Exercise task 1: Can you set down, word for word, the passage of the Tuscany spring piece that begins at the words "Now, after an" and stops after "I have arrived!"?
Exercise task 2: In the Tuscany spring piece, what does the café owner Santino give the narrator on arrival?
Exercise task 3: Could you write what comes next in the account of returning to the house in Tuscany, picking up after its final sentence?

--- start of Page text ---

Spring is in the air ...
Spring is in the air …

 

All though the long winter months Fontana has stood cold and closed. Did the house miss us, and what have our neighbours been up to? I imagine the warmth of winter fires, snowy nights … when friends ask me where our house in Tuscany is I always say, ‘You don’t have to die to go to heaven, because paradise is right there’.

‘Right there’ is about half an hour due south of Florence. It is in the middle of Chianti, but contrary to the idea of an anglicised ‘Chiantishire’ we are at the bottom of a valley that seems to have stood still in time. Our neighbours still till the land, and three different families live under one big roof of a sprawling 17th century farmhouse. We bought the cattle wing. And so, by ancient stone, terracotta tiles, and the intricate balance that extended Italian groups need in order to co-exist, we are tied to them.

For me there is another factor: here I feel intricately linked to the place of my birth: the blue skies of the Cape, the olives and the vines, and above all the friendliness of the people. When I first arrived at this big stone house our neighbour Manuela was perched high on her steps hanging out the washing. I spoke no Italian. None of our neighbours speak English.

Bourngiorno’ I said praying that would be enough. ‘Brava!’ she laughed, ‘You see, you are talking Italian already.’ I could make that out. They liked me, and I liked them.

Now, after an interminably long winter, we are back. I step out of the aeroplane door and walk down the steps. My feet touch the tarmac. They are on Italian soil and I have arrived!

The Sita bus leaves Florence and starts to wind through the hills surrounding Florence and I sit back and smile. There seems to be a parallel action going on. As the bus climbs the hills, so my shoulders drop.

We hop off at our village and head straight across the road for the café. The owner Santino is inside and throws his arms out in delight. I get two kisses, a hug and a cappuccino. ‘The winter has been so-so,’ he says. ‘Lots of rain and no snow at all.’ ‘Oh – mi dispiace, I’m sorry’ I say. This does not bode well for the farmers as the vines and the olives like the deep snow – as it lies thick on the ground it slowly feeds the water deep down into their roots.

--- end of Page text ---
--- start of Stored data ---

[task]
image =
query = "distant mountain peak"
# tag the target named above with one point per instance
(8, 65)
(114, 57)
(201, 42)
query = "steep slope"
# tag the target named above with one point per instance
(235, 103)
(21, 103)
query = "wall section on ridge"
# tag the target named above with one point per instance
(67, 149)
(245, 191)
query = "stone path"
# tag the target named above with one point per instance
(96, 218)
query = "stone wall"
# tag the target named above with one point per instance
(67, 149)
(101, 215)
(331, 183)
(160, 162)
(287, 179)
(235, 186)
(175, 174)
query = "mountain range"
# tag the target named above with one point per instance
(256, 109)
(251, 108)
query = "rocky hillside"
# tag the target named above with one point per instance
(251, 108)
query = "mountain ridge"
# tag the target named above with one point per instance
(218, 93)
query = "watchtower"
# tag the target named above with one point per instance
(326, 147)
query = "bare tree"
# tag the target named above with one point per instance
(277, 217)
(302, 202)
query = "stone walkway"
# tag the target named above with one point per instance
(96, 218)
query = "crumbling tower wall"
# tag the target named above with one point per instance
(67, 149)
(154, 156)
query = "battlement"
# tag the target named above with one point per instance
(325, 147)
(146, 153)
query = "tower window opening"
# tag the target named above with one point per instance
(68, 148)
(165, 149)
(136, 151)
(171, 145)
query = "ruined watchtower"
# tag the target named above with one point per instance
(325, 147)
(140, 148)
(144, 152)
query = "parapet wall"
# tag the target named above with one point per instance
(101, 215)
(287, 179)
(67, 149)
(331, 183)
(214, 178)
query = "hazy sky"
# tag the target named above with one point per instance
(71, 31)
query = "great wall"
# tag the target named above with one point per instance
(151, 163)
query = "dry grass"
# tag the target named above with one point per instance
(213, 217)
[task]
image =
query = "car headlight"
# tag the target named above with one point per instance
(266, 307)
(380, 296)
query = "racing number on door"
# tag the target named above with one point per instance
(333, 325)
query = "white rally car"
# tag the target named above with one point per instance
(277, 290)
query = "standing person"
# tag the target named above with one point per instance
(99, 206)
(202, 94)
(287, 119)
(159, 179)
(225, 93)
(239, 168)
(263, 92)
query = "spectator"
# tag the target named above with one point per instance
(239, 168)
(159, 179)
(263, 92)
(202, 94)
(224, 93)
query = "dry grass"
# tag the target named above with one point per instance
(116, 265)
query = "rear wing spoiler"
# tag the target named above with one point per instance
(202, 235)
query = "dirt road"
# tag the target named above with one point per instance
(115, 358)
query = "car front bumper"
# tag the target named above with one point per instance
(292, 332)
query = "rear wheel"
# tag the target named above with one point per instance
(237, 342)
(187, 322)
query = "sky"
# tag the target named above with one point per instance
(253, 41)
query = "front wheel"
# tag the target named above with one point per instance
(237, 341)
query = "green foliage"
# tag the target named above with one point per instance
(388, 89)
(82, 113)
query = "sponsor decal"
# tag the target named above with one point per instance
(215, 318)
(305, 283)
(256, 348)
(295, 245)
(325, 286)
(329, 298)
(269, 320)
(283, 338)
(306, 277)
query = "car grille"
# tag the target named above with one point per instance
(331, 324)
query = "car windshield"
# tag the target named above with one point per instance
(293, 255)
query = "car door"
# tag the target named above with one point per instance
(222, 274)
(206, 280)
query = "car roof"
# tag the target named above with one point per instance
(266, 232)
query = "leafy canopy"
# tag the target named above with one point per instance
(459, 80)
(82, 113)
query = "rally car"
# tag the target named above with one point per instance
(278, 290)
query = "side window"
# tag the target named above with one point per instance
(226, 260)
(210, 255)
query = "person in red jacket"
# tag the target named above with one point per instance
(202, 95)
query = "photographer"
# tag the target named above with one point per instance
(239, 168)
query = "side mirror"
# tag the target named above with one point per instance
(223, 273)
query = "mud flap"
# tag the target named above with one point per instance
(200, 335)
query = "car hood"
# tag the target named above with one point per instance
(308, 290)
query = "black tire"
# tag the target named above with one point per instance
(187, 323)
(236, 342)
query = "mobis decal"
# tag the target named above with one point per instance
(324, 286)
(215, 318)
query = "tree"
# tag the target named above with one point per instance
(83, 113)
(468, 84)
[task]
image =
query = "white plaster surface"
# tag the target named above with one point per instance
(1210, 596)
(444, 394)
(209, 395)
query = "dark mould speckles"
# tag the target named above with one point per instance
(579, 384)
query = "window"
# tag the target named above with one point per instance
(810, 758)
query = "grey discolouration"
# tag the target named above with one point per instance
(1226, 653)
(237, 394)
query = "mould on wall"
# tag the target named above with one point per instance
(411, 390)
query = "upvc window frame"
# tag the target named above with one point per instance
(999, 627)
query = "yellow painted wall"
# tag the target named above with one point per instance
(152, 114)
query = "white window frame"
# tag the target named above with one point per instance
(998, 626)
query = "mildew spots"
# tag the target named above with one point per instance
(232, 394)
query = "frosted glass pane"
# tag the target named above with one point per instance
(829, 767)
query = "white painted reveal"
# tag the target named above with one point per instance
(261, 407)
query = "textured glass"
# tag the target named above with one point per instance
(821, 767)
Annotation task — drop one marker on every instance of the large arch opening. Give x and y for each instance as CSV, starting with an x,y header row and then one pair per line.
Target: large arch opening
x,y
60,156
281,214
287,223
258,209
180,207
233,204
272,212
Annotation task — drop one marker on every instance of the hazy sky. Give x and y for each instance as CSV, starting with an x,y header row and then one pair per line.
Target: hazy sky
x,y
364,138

--- end of Stored data ---

Result 1:
Now, after an interminably long winter, we are back. I step out of the aeroplane door and walk down the steps. My feet touch the tarmac. They are on Italian soil and I have arrived!

Result 2: Two kisses, a hug and a cappuccino.

Result 3:
Very soon we are on our way, and as we walk down the bumpy road, pulling our aeroplane wheelie bags behind us, that feeling of being rooted between the two hemispheres returns. The view is simply stunning – the depths of the hills clearly visible through the sparseness of early spring. The little stream, so terribly dry in summer, rushes over rocks as it tumbles its way to Lucarelli, the Arno and finally the sea. We draw closer to the house, walking through Pasquale’s mess of rusty cars, abandoned tools, chickens and the odd pigeon or two. Manuela’s washing hangs stiffly in the crisp air. I stand at the old wooden gate and look across the terrace and into our garden …

Sandro Botticelli’s painting of ‘Primavera’
Sandro Botticelli’s painting of ‘Primavera’

In the Uffizi gallery in Florence is Sandro Botticelli’s painting of ‘Primavera’, or ‘Spring’ and I, along with so many tourists, have stood in front of it transfixed. But what draws me in are the flowers. Beautiful bare feet rest gently amongst the daintiest flowers of a spring meadow. Then look closer – there are the pinks, reds and whites of every kind of delicate flower imaginable. I read somewhere that there are over 500 plant species in this masterpiece. I could stand there for the rest of my days …

Yet here, at my very own gate, appears the riot in real life: a heady mass of tiny field flowers against the hit of blue rosemary and white viburnum. ‘Wow!’ I say to my husband, ‘Let’s leave the house and just wander around outside, it looks too good to be true.’ And it is. In amongst all the beds, winding through the still dormant lavender and other bushes are deep holes. ‘Something’s been sleeping here!’ I say to Liam.

‘And something’s eaten every single iris bulb – now there really is nothing left,’ he replies. We gaze at the devastation. Porcupine. All last summer we had tried to catch him, but with no success. We had even bought a trap and put in a tasty potato, but no go. When we left, we’d hoped he had left too, but that was mere optimism. Quite obviously he had decided to spend the winter in our garden, with a ready larder at hand.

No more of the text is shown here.